▸ EXERCISE INSTRUCTIONS: Transcribe the passage of the universal basic income essay starting with "Afterall, this is" and going on through "Universal Basic Income?".

▸ EXCERPT:
UBI and the Promise of Technological Progress
The average middle class person alive today leads a life as luxurious only the royalty could in the past. All the best food of the entire world is availabe at our fingertips. We can travel to far flung destinations for holidays on a whim. We have vibrant social lives and have access to any entertainment we can dream of at the press of a button. Anyone in a developed country now has access to education available only to the aristocracy of old. In many ways, we live far better than even the richest emperor of the ancient world ever could. We’ve cured diseases that regularly killed both kings and commoners alike. We can travel farther in a single day on an airplane than anyone in the entire history of the ancient world had traveled in their lifetime. We can communicate across the planet in under a second.
Afterall, this is the promise of technological progress - that every person can live a life that only the nobility of past was entitled to. In so many ways we’ve already achieved this, except for 1 final massive, glaring hole: the nobility of the past didn’t need to work.
The true potential of technoligical progress, then, is to create a world where everyone is free to pursue their interests without needing to work just to make ends meet. Back in the 1930s, the economist John Maynard Keynes famously predicted that as everyone becomes more productive, we’d move to a 15 hour work week. The productivity he envisioned did materialize, but we just kept working more and more regardless. This, I feel, is where Univeral Basic Income, or UBI, has the potential to finally make good on that original promise of technolical development and free us from the need to work.
What is Universal Basic Income?

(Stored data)
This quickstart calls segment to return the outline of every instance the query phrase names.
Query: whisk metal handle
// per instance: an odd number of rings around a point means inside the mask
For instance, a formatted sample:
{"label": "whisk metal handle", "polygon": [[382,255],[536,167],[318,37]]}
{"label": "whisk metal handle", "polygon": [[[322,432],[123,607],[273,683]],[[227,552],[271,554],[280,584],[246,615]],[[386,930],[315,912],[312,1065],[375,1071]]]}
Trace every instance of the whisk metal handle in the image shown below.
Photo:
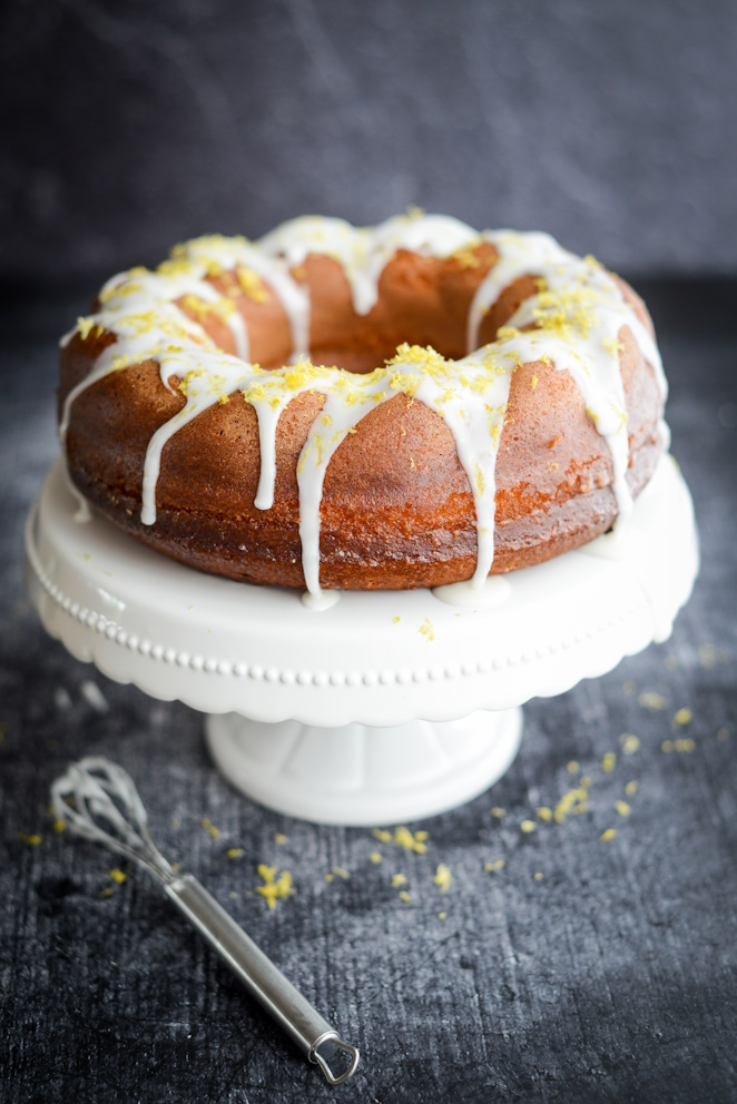
{"label": "whisk metal handle", "polygon": [[[261,950],[196,878],[186,874],[164,887],[180,913],[235,974],[250,995],[276,1021],[302,1053],[321,1066],[331,1085],[341,1085],[358,1065],[358,1051],[337,1032]],[[325,1052],[341,1051],[348,1067],[334,1074]]]}

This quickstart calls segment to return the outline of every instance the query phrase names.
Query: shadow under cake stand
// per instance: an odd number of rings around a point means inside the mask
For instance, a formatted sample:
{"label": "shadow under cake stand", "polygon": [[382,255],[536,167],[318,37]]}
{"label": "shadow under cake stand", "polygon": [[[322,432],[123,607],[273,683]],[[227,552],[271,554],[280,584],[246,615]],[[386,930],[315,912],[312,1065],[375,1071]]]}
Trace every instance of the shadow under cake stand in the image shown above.
{"label": "shadow under cake stand", "polygon": [[665,640],[698,570],[688,487],[664,457],[627,521],[468,585],[299,594],[202,574],[80,509],[59,461],[26,530],[52,635],[118,682],[207,714],[215,762],[262,805],[326,824],[442,812],[509,768],[521,706]]}

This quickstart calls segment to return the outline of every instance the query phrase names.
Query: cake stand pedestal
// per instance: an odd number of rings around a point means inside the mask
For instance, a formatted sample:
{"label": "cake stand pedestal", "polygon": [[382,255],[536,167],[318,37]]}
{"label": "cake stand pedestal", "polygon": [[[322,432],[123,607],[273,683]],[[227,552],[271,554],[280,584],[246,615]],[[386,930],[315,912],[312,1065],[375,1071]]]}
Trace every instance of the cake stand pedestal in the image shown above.
{"label": "cake stand pedestal", "polygon": [[660,462],[626,524],[508,576],[434,591],[294,591],[177,564],[79,510],[59,462],[26,530],[46,629],[118,682],[208,714],[210,752],[255,800],[327,824],[453,808],[512,762],[523,702],[665,640],[698,570],[688,489]]}

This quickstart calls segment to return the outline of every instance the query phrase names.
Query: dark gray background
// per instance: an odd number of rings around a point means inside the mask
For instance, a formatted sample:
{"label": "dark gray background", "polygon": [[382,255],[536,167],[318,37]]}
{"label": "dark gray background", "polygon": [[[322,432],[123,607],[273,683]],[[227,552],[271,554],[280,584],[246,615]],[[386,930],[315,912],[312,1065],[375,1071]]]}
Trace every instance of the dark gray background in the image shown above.
{"label": "dark gray background", "polygon": [[419,204],[737,272],[733,0],[6,0],[0,278]]}

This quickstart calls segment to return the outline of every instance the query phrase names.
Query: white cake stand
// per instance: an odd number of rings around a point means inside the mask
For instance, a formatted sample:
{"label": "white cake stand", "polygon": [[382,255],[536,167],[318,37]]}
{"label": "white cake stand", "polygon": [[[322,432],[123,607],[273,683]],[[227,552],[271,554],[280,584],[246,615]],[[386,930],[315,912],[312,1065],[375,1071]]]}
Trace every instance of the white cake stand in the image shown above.
{"label": "white cake stand", "polygon": [[[85,520],[85,518],[87,520]],[[256,801],[327,824],[396,824],[500,778],[521,704],[665,640],[698,570],[688,489],[665,457],[625,525],[479,594],[298,593],[200,574],[80,511],[59,462],[26,530],[51,635],[118,682],[207,713],[210,752]]]}

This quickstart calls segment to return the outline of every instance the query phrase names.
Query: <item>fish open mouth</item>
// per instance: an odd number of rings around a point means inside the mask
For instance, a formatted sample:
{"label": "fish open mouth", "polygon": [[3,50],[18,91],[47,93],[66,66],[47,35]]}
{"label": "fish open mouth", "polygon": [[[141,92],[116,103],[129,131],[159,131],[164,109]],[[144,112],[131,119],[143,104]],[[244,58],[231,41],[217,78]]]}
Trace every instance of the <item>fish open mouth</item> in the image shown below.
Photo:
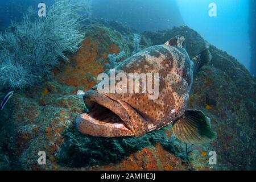
{"label": "fish open mouth", "polygon": [[93,89],[85,93],[84,101],[90,112],[76,118],[76,127],[80,133],[102,137],[134,135],[125,123],[128,114],[118,102]]}

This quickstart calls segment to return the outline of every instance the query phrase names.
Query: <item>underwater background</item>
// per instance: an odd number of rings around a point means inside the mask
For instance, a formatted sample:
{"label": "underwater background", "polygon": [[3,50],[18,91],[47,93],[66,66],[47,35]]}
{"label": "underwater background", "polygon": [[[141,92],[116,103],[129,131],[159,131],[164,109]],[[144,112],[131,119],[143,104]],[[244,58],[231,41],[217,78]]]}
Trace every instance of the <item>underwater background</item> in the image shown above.
{"label": "underwater background", "polygon": [[[46,17],[38,16],[41,2]],[[255,0],[57,2],[0,0],[1,102],[14,91],[0,111],[0,169],[256,169]],[[216,17],[209,15],[212,2]],[[170,126],[139,138],[94,138],[75,130],[76,117],[87,110],[82,93],[98,74],[135,49],[177,35],[186,38],[191,59],[205,45],[212,55],[195,76],[189,107],[212,119],[215,140],[189,146],[188,152]],[[40,151],[46,165],[38,164]],[[208,163],[211,151],[217,164]]]}

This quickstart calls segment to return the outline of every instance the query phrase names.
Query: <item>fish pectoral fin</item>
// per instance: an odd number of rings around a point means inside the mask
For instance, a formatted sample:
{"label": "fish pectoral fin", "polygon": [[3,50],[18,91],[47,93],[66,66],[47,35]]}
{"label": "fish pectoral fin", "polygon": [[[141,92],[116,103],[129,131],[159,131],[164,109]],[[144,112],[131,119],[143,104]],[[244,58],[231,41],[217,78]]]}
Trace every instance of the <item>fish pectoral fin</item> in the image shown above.
{"label": "fish pectoral fin", "polygon": [[172,131],[180,142],[185,143],[204,143],[216,138],[216,133],[210,128],[210,118],[196,110],[186,110],[174,123]]}
{"label": "fish pectoral fin", "polygon": [[140,137],[148,131],[148,122],[138,113],[138,112],[129,104],[123,101],[117,101],[126,110],[129,118],[129,123],[126,123],[127,126],[131,126],[130,129],[137,137]]}

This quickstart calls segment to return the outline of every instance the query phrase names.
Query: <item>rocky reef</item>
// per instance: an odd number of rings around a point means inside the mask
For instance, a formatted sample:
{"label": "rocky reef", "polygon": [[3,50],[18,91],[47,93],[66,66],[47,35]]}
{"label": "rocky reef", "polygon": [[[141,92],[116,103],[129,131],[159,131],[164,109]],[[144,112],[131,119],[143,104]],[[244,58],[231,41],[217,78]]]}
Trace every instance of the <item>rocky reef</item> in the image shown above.
{"label": "rocky reef", "polygon": [[[115,26],[123,32],[114,30]],[[93,86],[98,74],[108,69],[109,54],[125,51],[127,57],[133,49],[131,28],[96,22],[83,30],[86,38],[81,48],[69,56],[69,62],[55,68],[47,81],[15,92],[0,112],[0,169],[255,169],[256,79],[234,57],[186,26],[144,32],[141,46],[163,44],[183,35],[191,58],[209,46],[212,59],[195,76],[189,107],[211,118],[217,133],[215,140],[187,146],[187,152],[170,126],[139,138],[108,139],[79,133],[75,118],[86,111],[79,93]],[[46,165],[38,164],[40,151],[46,152]],[[217,153],[217,164],[208,163],[211,151]]]}

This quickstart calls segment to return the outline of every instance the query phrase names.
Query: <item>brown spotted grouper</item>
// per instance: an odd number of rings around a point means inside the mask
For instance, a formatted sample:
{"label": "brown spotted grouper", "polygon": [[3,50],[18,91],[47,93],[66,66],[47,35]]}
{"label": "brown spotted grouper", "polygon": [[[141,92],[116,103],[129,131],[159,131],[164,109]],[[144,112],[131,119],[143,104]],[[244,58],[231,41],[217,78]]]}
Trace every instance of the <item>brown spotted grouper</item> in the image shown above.
{"label": "brown spotted grouper", "polygon": [[[187,110],[194,63],[184,48],[184,40],[176,36],[164,45],[148,47],[115,69],[126,75],[158,74],[158,97],[149,99],[152,93],[146,92],[100,93],[97,85],[84,96],[90,112],[77,117],[76,129],[95,136],[139,137],[171,123],[174,135],[181,142],[203,143],[214,139],[210,119],[201,111]],[[209,51],[204,51],[195,61],[201,63],[210,59]],[[120,88],[123,89],[122,85]]]}

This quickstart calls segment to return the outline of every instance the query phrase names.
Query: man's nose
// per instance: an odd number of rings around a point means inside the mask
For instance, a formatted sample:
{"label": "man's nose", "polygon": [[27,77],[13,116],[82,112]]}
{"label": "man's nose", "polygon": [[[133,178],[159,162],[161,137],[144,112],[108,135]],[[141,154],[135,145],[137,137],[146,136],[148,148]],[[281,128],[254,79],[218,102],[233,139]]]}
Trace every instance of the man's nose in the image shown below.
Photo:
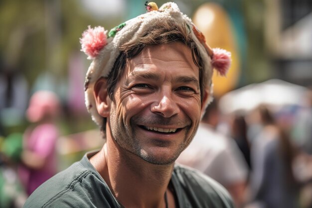
{"label": "man's nose", "polygon": [[171,93],[159,93],[158,98],[153,103],[151,111],[165,118],[169,118],[179,112],[180,109]]}

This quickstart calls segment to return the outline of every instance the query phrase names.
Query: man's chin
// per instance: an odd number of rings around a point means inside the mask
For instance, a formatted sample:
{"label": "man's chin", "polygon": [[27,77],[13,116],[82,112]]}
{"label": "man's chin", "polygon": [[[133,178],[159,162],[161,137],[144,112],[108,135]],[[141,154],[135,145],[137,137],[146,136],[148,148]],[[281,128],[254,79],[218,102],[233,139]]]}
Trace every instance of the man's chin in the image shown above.
{"label": "man's chin", "polygon": [[[161,154],[159,154],[161,155]],[[179,154],[168,156],[166,157],[163,155],[153,155],[151,154],[141,154],[138,156],[149,163],[154,165],[171,165],[174,163],[179,156]]]}

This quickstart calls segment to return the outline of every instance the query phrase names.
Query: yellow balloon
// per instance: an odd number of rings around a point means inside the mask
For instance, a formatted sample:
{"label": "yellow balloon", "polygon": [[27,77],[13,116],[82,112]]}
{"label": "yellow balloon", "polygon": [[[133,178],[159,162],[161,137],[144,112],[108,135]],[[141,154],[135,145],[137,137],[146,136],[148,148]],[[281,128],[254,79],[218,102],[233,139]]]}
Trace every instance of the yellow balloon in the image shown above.
{"label": "yellow balloon", "polygon": [[216,71],[212,77],[214,94],[220,97],[234,89],[240,71],[239,54],[230,19],[222,7],[213,2],[199,6],[192,19],[210,47],[220,47],[232,53],[232,65],[226,77],[219,75]]}

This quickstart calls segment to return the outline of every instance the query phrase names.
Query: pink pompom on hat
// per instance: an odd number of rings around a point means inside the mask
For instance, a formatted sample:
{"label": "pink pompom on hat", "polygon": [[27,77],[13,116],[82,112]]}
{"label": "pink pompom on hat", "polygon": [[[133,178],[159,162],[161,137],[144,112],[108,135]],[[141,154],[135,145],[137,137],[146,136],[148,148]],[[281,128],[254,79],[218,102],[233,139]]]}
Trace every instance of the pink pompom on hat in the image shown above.
{"label": "pink pompom on hat", "polygon": [[195,26],[191,19],[183,14],[176,4],[168,2],[159,8],[156,3],[146,3],[146,13],[130,19],[112,29],[108,33],[104,27],[97,26],[88,29],[80,38],[81,50],[92,59],[85,82],[86,106],[92,119],[99,126],[103,118],[95,107],[93,87],[100,77],[108,77],[115,62],[120,53],[119,47],[129,40],[136,40],[147,31],[153,29],[157,21],[173,19],[183,22],[189,30],[190,35],[196,44],[199,55],[203,60],[204,76],[207,77],[212,99],[211,77],[213,69],[222,76],[225,76],[231,65],[231,53],[221,48],[211,49],[206,43],[205,36]]}

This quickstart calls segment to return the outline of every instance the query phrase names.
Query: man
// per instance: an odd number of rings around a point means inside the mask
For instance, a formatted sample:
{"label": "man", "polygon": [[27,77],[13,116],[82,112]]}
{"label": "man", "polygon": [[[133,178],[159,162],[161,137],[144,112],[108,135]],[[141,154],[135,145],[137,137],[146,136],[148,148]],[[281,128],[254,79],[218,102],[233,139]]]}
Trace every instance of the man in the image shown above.
{"label": "man", "polygon": [[214,100],[207,108],[192,143],[176,162],[198,170],[220,183],[230,193],[235,207],[241,208],[246,203],[247,165],[233,140],[215,130],[219,116]]}
{"label": "man", "polygon": [[101,27],[83,34],[82,50],[94,59],[86,104],[106,142],[41,186],[25,208],[233,207],[218,184],[174,163],[211,96],[211,64],[223,73],[218,58],[229,54],[213,53],[175,3],[147,8],[107,38]]}

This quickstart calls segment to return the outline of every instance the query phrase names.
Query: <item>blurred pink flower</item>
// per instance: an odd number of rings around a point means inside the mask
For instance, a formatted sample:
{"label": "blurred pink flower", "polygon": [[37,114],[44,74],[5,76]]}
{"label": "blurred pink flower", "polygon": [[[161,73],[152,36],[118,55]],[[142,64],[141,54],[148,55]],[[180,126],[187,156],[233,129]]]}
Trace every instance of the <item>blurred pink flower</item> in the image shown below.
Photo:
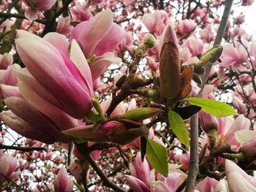
{"label": "blurred pink flower", "polygon": [[72,179],[67,176],[64,166],[59,169],[57,177],[54,177],[53,184],[55,192],[72,191],[74,184]]}
{"label": "blurred pink flower", "polygon": [[193,20],[181,20],[178,25],[176,26],[176,31],[178,36],[187,37],[194,31],[197,23]]}
{"label": "blurred pink flower", "polygon": [[225,161],[225,172],[229,191],[256,191],[256,179],[230,160]]}
{"label": "blurred pink flower", "polygon": [[247,62],[248,55],[242,45],[234,42],[235,47],[231,44],[223,46],[223,53],[221,55],[222,61],[219,65],[222,67],[233,66],[238,70],[244,70],[243,64]]}
{"label": "blurred pink flower", "polygon": [[[7,177],[10,180],[14,180],[18,177],[19,172],[15,172],[17,168],[17,159],[10,155],[0,155],[0,183],[7,180]],[[2,174],[2,175],[1,175]]]}
{"label": "blurred pink flower", "polygon": [[50,9],[57,0],[23,0],[29,7],[25,10],[25,17],[29,20],[37,19],[39,11]]}

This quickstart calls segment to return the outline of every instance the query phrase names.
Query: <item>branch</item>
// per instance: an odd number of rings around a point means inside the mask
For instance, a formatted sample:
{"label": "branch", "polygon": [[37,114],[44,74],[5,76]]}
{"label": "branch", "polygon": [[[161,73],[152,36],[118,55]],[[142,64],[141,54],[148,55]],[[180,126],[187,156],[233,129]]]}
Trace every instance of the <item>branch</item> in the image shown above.
{"label": "branch", "polygon": [[[25,16],[23,14],[16,14],[16,13],[10,13],[10,12],[0,12],[0,18],[5,18],[5,19],[15,18],[28,20],[26,18],[25,18]],[[46,20],[42,19],[37,19],[34,21],[42,24],[46,23]]]}
{"label": "branch", "polygon": [[[214,43],[214,46],[219,45],[222,42],[226,25],[228,20],[228,16],[230,13],[231,7],[233,4],[233,0],[225,1],[225,7],[223,12],[222,20],[219,23],[217,34]],[[201,86],[201,91],[198,94],[198,97],[200,97],[203,88],[205,87],[208,74],[211,72],[213,64],[207,64],[205,66],[206,72],[202,77],[203,84]],[[187,177],[187,183],[185,189],[185,192],[193,192],[195,180],[198,173],[198,153],[197,153],[197,145],[198,145],[198,114],[197,113],[191,118],[191,133],[190,133],[190,163],[189,170]]]}
{"label": "branch", "polygon": [[0,149],[16,150],[20,150],[23,152],[29,152],[32,150],[40,150],[40,151],[46,150],[46,149],[45,149],[44,147],[18,147],[18,146],[5,145],[2,144],[0,144]]}
{"label": "branch", "polygon": [[76,143],[75,145],[78,147],[79,153],[80,153],[80,154],[86,159],[90,166],[91,166],[95,172],[99,175],[100,179],[102,180],[102,184],[105,186],[112,188],[114,191],[125,192],[125,191],[124,191],[119,186],[116,185],[108,180],[108,177],[103,173],[102,170],[97,166],[94,160],[91,158],[91,154],[86,152],[86,145],[84,145],[84,143]]}

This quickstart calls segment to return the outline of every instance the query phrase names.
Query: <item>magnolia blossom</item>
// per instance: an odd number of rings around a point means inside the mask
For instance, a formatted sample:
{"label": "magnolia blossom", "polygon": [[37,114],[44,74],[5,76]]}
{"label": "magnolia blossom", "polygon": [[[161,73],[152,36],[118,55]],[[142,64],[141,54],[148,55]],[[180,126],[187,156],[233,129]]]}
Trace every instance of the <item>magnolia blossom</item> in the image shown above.
{"label": "magnolia blossom", "polygon": [[59,18],[56,31],[59,34],[68,36],[74,28],[72,26],[70,26],[70,21],[71,18],[69,17]]}
{"label": "magnolia blossom", "polygon": [[57,0],[23,0],[28,7],[25,10],[25,17],[29,20],[37,19],[38,11],[50,9]]}
{"label": "magnolia blossom", "polygon": [[154,13],[145,14],[142,22],[150,33],[159,36],[165,28],[168,17],[165,11],[156,10]]}
{"label": "magnolia blossom", "polygon": [[0,69],[7,69],[9,66],[12,64],[12,55],[4,53],[0,54]]}
{"label": "magnolia blossom", "polygon": [[[52,36],[61,39],[55,34]],[[94,96],[92,79],[78,43],[72,41],[69,58],[64,46],[56,47],[61,42],[56,39],[45,40],[23,31],[18,31],[18,37],[17,50],[26,66],[17,72],[25,99],[34,101],[37,98],[30,96],[30,92],[35,92],[74,118],[86,115],[91,110],[91,98]]]}
{"label": "magnolia blossom", "polygon": [[103,11],[89,21],[77,25],[71,33],[70,39],[75,39],[82,45],[87,58],[94,53],[101,55],[112,51],[124,35],[124,29],[113,20],[113,12],[110,9]]}
{"label": "magnolia blossom", "polygon": [[221,66],[234,66],[238,70],[243,70],[243,64],[247,62],[248,55],[242,45],[235,42],[235,46],[226,44],[223,46],[223,53],[221,55]]}
{"label": "magnolia blossom", "polygon": [[176,33],[179,36],[187,36],[194,31],[197,23],[193,20],[181,20],[178,25],[176,25]]}
{"label": "magnolia blossom", "polygon": [[0,184],[7,180],[4,176],[10,180],[15,180],[18,177],[19,172],[15,172],[17,168],[17,159],[10,155],[0,154]]}
{"label": "magnolia blossom", "polygon": [[64,166],[59,169],[57,176],[54,177],[54,191],[55,192],[70,192],[73,189],[73,183],[71,178],[67,176]]}

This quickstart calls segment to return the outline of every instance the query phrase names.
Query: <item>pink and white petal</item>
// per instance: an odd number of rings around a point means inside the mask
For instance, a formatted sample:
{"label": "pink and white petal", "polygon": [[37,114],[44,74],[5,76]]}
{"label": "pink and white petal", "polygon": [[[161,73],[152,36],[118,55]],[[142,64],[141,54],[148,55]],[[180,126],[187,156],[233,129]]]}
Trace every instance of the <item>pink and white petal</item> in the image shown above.
{"label": "pink and white petal", "polygon": [[36,139],[47,144],[53,144],[55,139],[45,133],[38,133],[35,128],[32,128],[12,111],[3,111],[0,118],[4,124],[18,134],[29,139]]}
{"label": "pink and white petal", "polygon": [[167,186],[166,185],[160,181],[157,180],[155,183],[155,186],[154,186],[154,192],[172,192],[170,191]]}
{"label": "pink and white petal", "polygon": [[131,187],[136,192],[151,192],[150,188],[141,180],[139,179],[130,176],[124,175],[127,183],[129,186]]}
{"label": "pink and white petal", "polygon": [[69,141],[69,138],[62,134],[60,130],[58,129],[59,128],[52,124],[46,116],[44,116],[23,99],[10,96],[4,101],[8,108],[17,116],[32,126],[37,127],[37,131],[39,134],[41,133],[47,134],[57,141],[63,142]]}
{"label": "pink and white petal", "polygon": [[18,38],[16,47],[31,74],[58,99],[65,112],[78,118],[88,113],[91,104],[86,82],[67,55],[36,38]]}
{"label": "pink and white petal", "polygon": [[1,84],[0,85],[0,92],[4,99],[10,96],[23,97],[20,94],[18,87],[16,86]]}
{"label": "pink and white petal", "polygon": [[235,139],[243,145],[256,137],[256,131],[252,130],[240,130],[235,132]]}
{"label": "pink and white petal", "polygon": [[36,9],[29,7],[25,10],[25,18],[30,20],[35,20],[38,18],[38,12]]}
{"label": "pink and white petal", "polygon": [[118,64],[121,61],[121,59],[117,57],[103,58],[96,61],[90,66],[92,80],[96,80],[112,64]]}
{"label": "pink and white petal", "polygon": [[50,42],[63,53],[67,54],[69,42],[64,35],[52,32],[48,33],[42,39]]}
{"label": "pink and white petal", "polygon": [[90,95],[94,96],[94,90],[92,85],[92,77],[90,66],[87,63],[82,50],[78,42],[73,39],[71,42],[70,59],[75,64],[79,72],[85,79],[87,83],[87,88],[90,91]]}
{"label": "pink and white petal", "polygon": [[50,9],[57,0],[35,0],[34,4],[40,11],[47,11]]}
{"label": "pink and white petal", "polygon": [[94,53],[101,55],[105,52],[112,51],[121,43],[125,34],[125,31],[118,24],[113,23],[110,30],[96,46]]}
{"label": "pink and white petal", "polygon": [[70,117],[59,108],[44,100],[26,84],[20,82],[19,88],[26,100],[55,122],[61,130],[67,130],[79,125],[78,120]]}
{"label": "pink and white petal", "polygon": [[98,13],[89,21],[78,24],[71,33],[70,39],[75,39],[81,43],[83,53],[86,58],[89,58],[97,44],[110,30],[113,20],[113,12],[110,9],[106,9]]}

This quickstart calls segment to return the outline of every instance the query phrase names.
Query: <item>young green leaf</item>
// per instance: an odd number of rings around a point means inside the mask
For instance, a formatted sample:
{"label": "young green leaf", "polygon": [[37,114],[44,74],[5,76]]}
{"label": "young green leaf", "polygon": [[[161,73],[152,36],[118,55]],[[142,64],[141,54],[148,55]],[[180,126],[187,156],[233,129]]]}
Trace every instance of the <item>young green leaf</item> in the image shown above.
{"label": "young green leaf", "polygon": [[154,140],[147,139],[146,154],[152,167],[164,177],[167,177],[168,158],[165,147]]}
{"label": "young green leaf", "polygon": [[185,145],[187,147],[189,147],[189,137],[187,127],[181,117],[174,111],[168,112],[168,119],[170,128],[176,135],[178,139]]}
{"label": "young green leaf", "polygon": [[236,112],[231,106],[218,101],[196,97],[186,98],[184,100],[201,107],[203,111],[215,117],[236,115]]}

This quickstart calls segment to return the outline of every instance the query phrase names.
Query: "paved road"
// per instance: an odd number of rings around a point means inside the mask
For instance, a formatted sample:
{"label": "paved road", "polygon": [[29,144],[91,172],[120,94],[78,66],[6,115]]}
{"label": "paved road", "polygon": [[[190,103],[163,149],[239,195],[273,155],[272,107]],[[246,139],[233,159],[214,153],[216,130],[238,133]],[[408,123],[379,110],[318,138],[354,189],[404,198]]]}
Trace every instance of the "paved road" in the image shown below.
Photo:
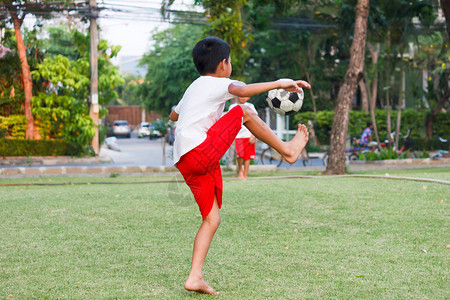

▸ TASK RESULT:
Afterall, this is the promise of technological progress - that every person can live a life that only the nobility of past was entitled to. In so many ways we’ve already achieved this, except for 1 final massive, glaring hole: the nobility of the past didn’t need to work.
The true potential of technoligical progress, then, is to create a world where everyone is free to pursue their interests without needing to work just to make ends meet. Back in the 1930s, the economist John Maynard Keynes famously predicted that as everyone becomes more productive, we’d move to a 15 hour work week. The productivity he envisioned did materialize, but we just kept working more and more regardless. This, I feel, is where Univeral Basic Income, or UBI, has the potential to finally make good on that original promise of technolical development and free us from the need to work.
What is Universal Basic Income?